### To be done
Rewrite every item below, substituting "one comma" for each occurrence of "a single comma" and keeping all other text the same.

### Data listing
--- start ---

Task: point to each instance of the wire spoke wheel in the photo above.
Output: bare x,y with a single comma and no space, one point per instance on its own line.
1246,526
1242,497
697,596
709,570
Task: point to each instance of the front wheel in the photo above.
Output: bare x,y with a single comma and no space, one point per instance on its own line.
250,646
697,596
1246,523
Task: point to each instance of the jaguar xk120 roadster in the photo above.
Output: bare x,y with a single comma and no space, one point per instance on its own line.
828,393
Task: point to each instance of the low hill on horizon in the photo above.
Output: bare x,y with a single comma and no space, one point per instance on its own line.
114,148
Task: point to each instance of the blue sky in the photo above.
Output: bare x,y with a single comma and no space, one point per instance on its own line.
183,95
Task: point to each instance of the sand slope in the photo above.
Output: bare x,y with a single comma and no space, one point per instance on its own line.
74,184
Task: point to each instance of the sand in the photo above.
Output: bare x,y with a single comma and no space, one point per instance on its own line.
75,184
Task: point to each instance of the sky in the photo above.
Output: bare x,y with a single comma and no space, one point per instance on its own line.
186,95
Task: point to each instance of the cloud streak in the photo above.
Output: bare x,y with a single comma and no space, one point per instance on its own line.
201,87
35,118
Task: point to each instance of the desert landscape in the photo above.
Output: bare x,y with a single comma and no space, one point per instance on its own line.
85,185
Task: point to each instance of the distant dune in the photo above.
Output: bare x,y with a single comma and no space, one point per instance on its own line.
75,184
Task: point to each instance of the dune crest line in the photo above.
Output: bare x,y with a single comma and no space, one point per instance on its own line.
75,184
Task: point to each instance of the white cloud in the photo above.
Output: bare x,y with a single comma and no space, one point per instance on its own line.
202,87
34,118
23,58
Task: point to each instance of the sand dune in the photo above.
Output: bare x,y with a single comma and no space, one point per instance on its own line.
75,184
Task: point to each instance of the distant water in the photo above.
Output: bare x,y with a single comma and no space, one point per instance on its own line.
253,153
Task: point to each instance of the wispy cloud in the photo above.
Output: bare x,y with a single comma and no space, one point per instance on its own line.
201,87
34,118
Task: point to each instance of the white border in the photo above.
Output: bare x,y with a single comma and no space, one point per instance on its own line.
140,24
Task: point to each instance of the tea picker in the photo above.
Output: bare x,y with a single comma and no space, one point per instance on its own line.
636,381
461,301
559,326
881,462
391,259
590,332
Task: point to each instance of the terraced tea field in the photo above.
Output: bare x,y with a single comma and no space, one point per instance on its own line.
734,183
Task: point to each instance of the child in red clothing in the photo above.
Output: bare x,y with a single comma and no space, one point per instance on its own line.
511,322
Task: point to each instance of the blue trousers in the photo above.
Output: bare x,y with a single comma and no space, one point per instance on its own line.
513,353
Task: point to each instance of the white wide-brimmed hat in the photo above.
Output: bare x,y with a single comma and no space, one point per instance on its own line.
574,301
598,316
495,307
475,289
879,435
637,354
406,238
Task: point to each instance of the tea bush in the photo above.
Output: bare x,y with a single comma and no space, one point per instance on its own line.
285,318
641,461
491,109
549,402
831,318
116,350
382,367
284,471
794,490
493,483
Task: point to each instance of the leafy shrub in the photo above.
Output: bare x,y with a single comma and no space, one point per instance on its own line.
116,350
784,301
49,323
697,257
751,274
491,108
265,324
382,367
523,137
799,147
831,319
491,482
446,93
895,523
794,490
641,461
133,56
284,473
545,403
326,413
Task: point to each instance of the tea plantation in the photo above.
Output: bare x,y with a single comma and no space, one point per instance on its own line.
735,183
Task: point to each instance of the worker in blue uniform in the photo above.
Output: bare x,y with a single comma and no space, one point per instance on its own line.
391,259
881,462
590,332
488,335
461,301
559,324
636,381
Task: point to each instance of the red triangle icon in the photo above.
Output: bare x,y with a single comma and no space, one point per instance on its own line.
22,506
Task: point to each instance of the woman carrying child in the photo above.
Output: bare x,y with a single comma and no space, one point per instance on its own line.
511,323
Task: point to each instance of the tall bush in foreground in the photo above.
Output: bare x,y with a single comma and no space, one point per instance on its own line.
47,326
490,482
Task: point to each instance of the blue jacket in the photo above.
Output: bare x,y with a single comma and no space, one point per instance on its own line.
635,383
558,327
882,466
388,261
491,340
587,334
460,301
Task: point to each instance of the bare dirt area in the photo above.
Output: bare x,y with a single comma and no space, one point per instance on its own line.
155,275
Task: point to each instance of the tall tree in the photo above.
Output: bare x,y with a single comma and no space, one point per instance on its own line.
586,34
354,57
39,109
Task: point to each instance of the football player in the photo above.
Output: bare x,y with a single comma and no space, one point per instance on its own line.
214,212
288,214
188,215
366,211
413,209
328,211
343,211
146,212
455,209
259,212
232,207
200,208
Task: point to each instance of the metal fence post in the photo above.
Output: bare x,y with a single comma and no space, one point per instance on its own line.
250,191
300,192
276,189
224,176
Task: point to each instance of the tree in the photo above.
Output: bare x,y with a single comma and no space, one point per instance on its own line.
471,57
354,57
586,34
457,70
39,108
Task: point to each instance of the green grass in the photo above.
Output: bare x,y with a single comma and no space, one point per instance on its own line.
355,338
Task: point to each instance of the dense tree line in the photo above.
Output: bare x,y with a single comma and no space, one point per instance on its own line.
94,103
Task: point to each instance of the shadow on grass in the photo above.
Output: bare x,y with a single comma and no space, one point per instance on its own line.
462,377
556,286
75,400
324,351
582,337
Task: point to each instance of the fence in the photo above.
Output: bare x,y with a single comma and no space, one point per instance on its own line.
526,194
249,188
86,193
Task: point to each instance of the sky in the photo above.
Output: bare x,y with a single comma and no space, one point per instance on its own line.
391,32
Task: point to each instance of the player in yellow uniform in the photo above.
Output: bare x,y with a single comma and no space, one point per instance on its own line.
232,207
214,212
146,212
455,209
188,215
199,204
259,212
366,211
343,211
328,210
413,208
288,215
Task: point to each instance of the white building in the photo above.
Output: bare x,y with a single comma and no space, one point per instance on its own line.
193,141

--- end ---

### The answer
Task: point to each instance of the wire spoke wheel in the photo above.
Output: bare x,y with one comma and no space, one point per instance on its own line.
1246,526
1242,497
697,596
709,570
Task: point to each instance of the front wheel in the photo above.
Output: bare x,y with one comma and no space, one point per instance on its own line.
250,646
697,596
1246,523
Task: point to each instance of the jaguar xk120 roadster in the photo above.
Output: bare x,y with one comma and no space, one point per instance on its own line.
828,393
Task: point to each instance of the low hill on horizon in the photo above.
Output: bare x,y with one comma and no space, one point per instance on its own line.
114,148
Task: point to each instance of the blue sky in the photo above.
Output: bare x,y with one comma and no space, one point per instance on its own line.
183,95
Task: point to each instance of the sand slope in the photo above.
Output: bare x,y with one comma and no space, one point per instance on its own line.
74,184
Task: point to each instance of the sand in the photo above.
Output: bare x,y with one comma and no space, one point per instance on its own line.
75,184
Task: point to each instance of the sky in the photo above.
Output: bare x,y with one comma and no space, one point per instance on its own line.
186,95
Task: point to each instance of the cloud streak in the photo above.
Output: bare x,y with one comma and no space, one point per instance on its own line.
201,87
35,118
Task: point to each instance of the desert landscape in the photo above.
Output: bare x,y with one comma and no space, one point per instance on its own line.
85,185
Task: point to each instance of the distant dune in the photo above.
Output: bare x,y with one comma and no space, one point per instance on its own line.
75,184
Task: point to each instance of the dune crest line in the photo above.
Output: bare x,y with one comma and no space, one point per instance on its own line.
75,184
Task: point to each instance of the white cloud in the photo above.
Output: bare x,y with one comma and no space, one point per instance on its own line.
202,87
34,118
23,58
Task: point to each instance of the sand dune in the photo above.
Output: bare x,y with one comma and no space, one point per instance on its own line.
75,184
Task: point to each instance of the distant water in the photo above.
Output: bare x,y with one comma and no space, one point per instance on its own line.
253,153
Task: point to each instance of the wispy cloud in the photo above.
Output: bare x,y with one comma and no space, one point per instance on its own line.
201,87
34,118
Task: point to each instance of the white border in the photo above.
Output: bare x,y with one comma and no space, one point per instance on its own line.
140,24
Task: point to each instance of the tea picker in the photo above.
Output: bare x,y with one comma and no space, one point per instance on its own line.
636,381
461,301
559,326
881,462
391,259
590,332
Task: point to each instance of the terraced tea field in the photo above.
Output: bare x,y with one comma and no space, one point per instance on its own line.
734,183
Task: point to each instance of the child in red clothing in the photo above.
Output: bare x,y with one comma and no space, one point per instance on its own line.
511,322
Task: point to each instance of the blue trousers in the photo above.
Output: bare x,y with one comma and no space, one point per instance on its own line.
513,353
Task: point to each instance of the white wide-brimmed hat in the photo above.
Output: bare x,y with one comma and no space, one point per instance on its own line.
574,301
598,316
495,307
475,289
879,435
637,354
406,238
Task: point to each instance of the tea bush in the photo above.
Output: bare x,y with one comma and no space, one point per instance on its own line.
285,318
641,461
491,109
549,402
831,318
116,350
382,367
284,471
794,490
493,483
Task: point to each instance of the leafy shrub in the photo above.
Output: bare x,y with one comma and no space, one point per instance on its own line.
116,350
784,301
49,323
697,257
751,274
491,108
265,324
382,367
523,137
799,147
831,319
491,482
446,93
895,523
794,490
641,461
133,56
284,473
545,403
326,413
Task: point to each instance of the tea plantation in the photo above.
Output: bare x,y with one comma and no space, one point per instance on its own line.
735,183
Task: point to each instance of the worker in blue uniform in the photo above.
Output: bare x,y with one comma and no space, one point per instance on its own line.
391,259
881,462
590,332
488,335
461,301
559,324
636,381
Task: point to each instance of the red triangle icon in the photo above.
Output: bare x,y with one comma and no space, one point per instance on its own line.
22,506
Task: point to each instance of the woman carrying child in the photo above.
Output: bare x,y with one comma and no space, one point per instance on its own line.
511,323
Task: point to each instance of the tall bush in foreground in the photo above.
Output: bare x,y with one comma and no space, one point per instance on its own line.
47,326
490,482
Task: point to each instance of the blue jacket in the photo above.
Output: bare x,y with one comma and no space, one point per instance on its own line.
635,383
558,327
882,466
388,261
491,340
587,334
460,301
Task: point to each instance of the bare dirt area in the photo above.
Output: bare x,y with one comma and no space, one point per instance on its own line.
155,275
Task: point to each instance of the tall tree in the photo above.
Output: bare x,y with one comma and no space, one point per instance on its own line.
586,34
354,57
39,109
Task: point to each instance of the football player in the photo above.
Output: bare x,y with one comma and no space, one point per instance on its own line.
214,212
288,214
188,215
366,211
413,209
328,211
343,211
146,212
455,209
259,212
232,207
200,208
Task: point to each instance of the metal fence post in the photo above.
Output: bare x,y with one comma and no space, one point per instance on its own line.
250,191
300,192
276,189
224,176
Task: point to each instance of the tree in the photo above.
Output: bare x,y with one comma and no space, one point per instance on its own line.
471,57
354,57
586,34
457,70
39,108
Task: point to each instance of the green grass in the photo above.
Output: bare x,y with one comma and no space, one point per instance on its own line.
355,338
Task: point to each instance of the dense tree line in the photo above.
Output: bare x,y with one comma and no space, one point per instance on its own line.
94,103
Task: point to each instance of the shadow on grass in the photo above.
Output: bare x,y with one comma and no space, one point per instance on its own line.
462,377
556,286
75,400
324,351
582,337
Task: point to each instance of the fence in the photo above.
Output: bare x,y with one comma and no space, one point per instance on its own line.
526,194
249,188
86,193
Task: point to each instance of the sky in the photo above.
Output: bare x,y with one comma and no space, one point per instance on its own line.
391,32
Task: point to each instance of the player in yellow uniform in the photo above.
Output: bare x,y with one comma and no space, one point per instance on its own line.
232,207
214,212
146,212
455,209
188,215
199,204
259,212
366,211
343,211
328,210
413,208
288,215
Task: point to each instance of the white building in the photo above.
Output: bare x,y with one comma and no space, one point per instance on its own line.
193,141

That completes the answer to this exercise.